====== Information provided

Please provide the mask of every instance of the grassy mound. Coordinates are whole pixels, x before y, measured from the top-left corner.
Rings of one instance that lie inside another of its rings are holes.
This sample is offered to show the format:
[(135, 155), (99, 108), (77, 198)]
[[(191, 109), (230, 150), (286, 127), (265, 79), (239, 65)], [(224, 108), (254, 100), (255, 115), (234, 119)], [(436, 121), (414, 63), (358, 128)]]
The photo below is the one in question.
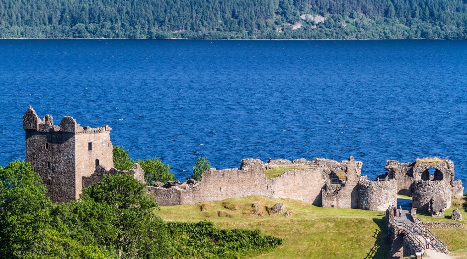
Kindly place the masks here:
[(275, 178), (285, 172), (293, 169), (312, 169), (316, 168), (312, 166), (293, 166), (290, 165), (274, 165), (274, 168), (265, 171), (264, 174), (266, 177)]
[[(286, 210), (273, 213), (271, 207), (278, 202)], [(252, 196), (162, 207), (156, 213), (169, 221), (207, 220), (221, 228), (260, 229), (283, 239), (281, 247), (255, 258), (363, 258), (372, 249), (374, 258), (383, 258), (389, 249), (383, 212)]]
[[(451, 219), (451, 214), (455, 209), (459, 209), (462, 213), (462, 220), (456, 221)], [(467, 226), (467, 196), (453, 199), (451, 208), (444, 212), (444, 217), (433, 217), (426, 212), (417, 211), (417, 216), (424, 222), (457, 222)], [(454, 259), (467, 258), (467, 229), (432, 229), (435, 235), (448, 245), (448, 249)]]
[(417, 164), (444, 164), (446, 161), (439, 157), (425, 157), (424, 158), (417, 158), (415, 163)]

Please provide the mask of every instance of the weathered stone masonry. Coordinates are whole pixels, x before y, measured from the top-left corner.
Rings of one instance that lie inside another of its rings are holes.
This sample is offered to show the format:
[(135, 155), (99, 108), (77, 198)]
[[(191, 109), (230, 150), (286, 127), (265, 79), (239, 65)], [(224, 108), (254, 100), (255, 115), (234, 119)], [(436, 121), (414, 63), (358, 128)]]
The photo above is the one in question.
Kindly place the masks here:
[[(54, 202), (78, 199), (81, 189), (102, 179), (104, 174), (120, 172), (113, 168), (110, 131), (105, 126), (81, 127), (72, 117), (64, 117), (60, 126), (53, 118), (41, 120), (30, 106), (23, 116), (26, 132), (26, 161), (29, 162), (47, 186)], [(421, 162), (420, 162), (421, 161)], [(413, 206), (442, 215), (452, 197), (463, 194), (462, 183), (454, 181), (454, 164), (449, 160), (437, 163), (399, 163), (388, 160), (382, 181), (362, 176), (362, 163), (350, 157), (338, 162), (329, 159), (289, 161), (243, 159), (240, 169), (205, 173), (199, 182), (170, 182), (147, 187), (161, 205), (192, 204), (231, 197), (260, 195), (294, 199), (323, 207), (359, 208), (383, 211), (397, 202), (397, 194), (411, 195)], [(265, 170), (281, 167), (299, 167), (273, 179)], [(430, 170), (433, 172), (430, 174)], [(130, 171), (144, 181), (144, 172), (136, 164)]]
[[(307, 168), (293, 169), (275, 178), (266, 177), (265, 169), (277, 165)], [(388, 204), (395, 204), (395, 181), (373, 185), (366, 177), (360, 176), (361, 167), (362, 162), (355, 161), (352, 157), (341, 162), (322, 159), (278, 159), (269, 160), (266, 164), (258, 159), (243, 159), (239, 170), (212, 169), (202, 175), (199, 182), (191, 180), (148, 188), (161, 205), (252, 195), (297, 199), (324, 207), (372, 210), (384, 210)], [(343, 183), (337, 178), (337, 174), (343, 174), (345, 176)], [(331, 183), (331, 180), (337, 183)]]
[(96, 166), (113, 167), (108, 126), (81, 127), (66, 116), (60, 126), (46, 115), (39, 119), (29, 106), (23, 116), (26, 131), (26, 157), (47, 187), (54, 202), (79, 198), (83, 177), (90, 177)]

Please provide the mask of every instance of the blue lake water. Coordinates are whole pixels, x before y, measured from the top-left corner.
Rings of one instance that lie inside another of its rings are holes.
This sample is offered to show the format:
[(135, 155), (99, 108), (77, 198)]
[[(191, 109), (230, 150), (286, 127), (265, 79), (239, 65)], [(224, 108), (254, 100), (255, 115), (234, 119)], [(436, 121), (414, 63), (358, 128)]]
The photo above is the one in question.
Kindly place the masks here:
[(104, 125), (178, 180), (197, 157), (448, 158), (467, 182), (467, 41), (0, 41), (0, 165), (24, 158), (31, 104)]

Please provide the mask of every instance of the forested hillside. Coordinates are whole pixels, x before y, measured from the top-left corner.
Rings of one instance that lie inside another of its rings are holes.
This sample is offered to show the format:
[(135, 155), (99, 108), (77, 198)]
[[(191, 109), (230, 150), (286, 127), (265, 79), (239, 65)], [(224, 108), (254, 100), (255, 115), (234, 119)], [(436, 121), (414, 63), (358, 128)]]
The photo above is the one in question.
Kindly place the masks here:
[(0, 38), (467, 39), (467, 0), (0, 0)]

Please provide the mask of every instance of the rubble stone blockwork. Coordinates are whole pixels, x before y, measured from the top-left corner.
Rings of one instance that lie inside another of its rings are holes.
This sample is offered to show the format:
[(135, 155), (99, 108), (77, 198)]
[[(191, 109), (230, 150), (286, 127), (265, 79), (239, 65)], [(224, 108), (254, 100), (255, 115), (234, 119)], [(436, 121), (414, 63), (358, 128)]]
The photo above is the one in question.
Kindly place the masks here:
[[(73, 118), (64, 117), (59, 126), (46, 115), (41, 120), (31, 107), (23, 116), (26, 132), (26, 161), (31, 163), (55, 202), (79, 198), (82, 188), (104, 174), (121, 172), (113, 168), (110, 131), (107, 126), (81, 127)], [(454, 181), (454, 164), (449, 160), (417, 159), (400, 163), (388, 160), (386, 173), (369, 181), (361, 175), (363, 163), (352, 157), (338, 162), (317, 158), (290, 161), (241, 161), (240, 169), (211, 168), (201, 180), (158, 183), (147, 187), (159, 205), (214, 201), (259, 195), (302, 200), (323, 207), (360, 208), (384, 211), (397, 202), (396, 194), (412, 196), (412, 206), (442, 216), (452, 197), (463, 194), (462, 183)], [(274, 178), (265, 170), (291, 168)], [(135, 165), (129, 173), (144, 182), (144, 171)], [(383, 181), (381, 181), (383, 180)]]
[(59, 126), (54, 125), (51, 116), (41, 120), (29, 106), (23, 116), (23, 129), (25, 160), (41, 176), (54, 202), (77, 199), (95, 170), (113, 167), (108, 126), (81, 127), (69, 116)]
[(443, 216), (451, 197), (463, 194), (462, 182), (454, 181), (454, 163), (450, 160), (402, 163), (388, 160), (386, 168), (386, 177), (397, 183), (397, 193), (411, 195), (413, 207), (434, 216)]

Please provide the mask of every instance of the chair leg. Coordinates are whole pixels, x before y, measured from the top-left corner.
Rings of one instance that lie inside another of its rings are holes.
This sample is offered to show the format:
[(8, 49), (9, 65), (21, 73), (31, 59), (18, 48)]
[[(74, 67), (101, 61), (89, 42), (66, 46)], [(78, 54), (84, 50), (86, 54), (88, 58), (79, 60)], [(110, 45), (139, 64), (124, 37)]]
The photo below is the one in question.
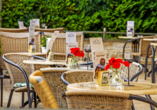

============

- Set task
Scale the items by rewriting every line, requests included, starting at the line containing "Please provide the mask of every instance of the forested" and ending at the line containing "[(0, 38), (467, 39), (467, 0), (0, 0)]". Multiply each coordinate in the answers by 0.9 and round it to a whole number, with halves rounded up, while leaving the requests and their format samples unchanged.

- Correct response
Please provide the mask of every instance of the forested hillside. Coordinates are whole pixels, x before y, measured from the top-left corner.
Rings of one instance that lie inside another of its rings are holes.
This sample is offered to show the format:
[(135, 155), (99, 108), (77, 198)]
[[(191, 109), (230, 150), (286, 127), (265, 79), (239, 65)], [(224, 108), (254, 100), (255, 115), (234, 119)], [(436, 121), (414, 63), (358, 128)]]
The photo above is the one in question.
Kindly place the masks here:
[(0, 34), (420, 35), (420, 0), (0, 0)]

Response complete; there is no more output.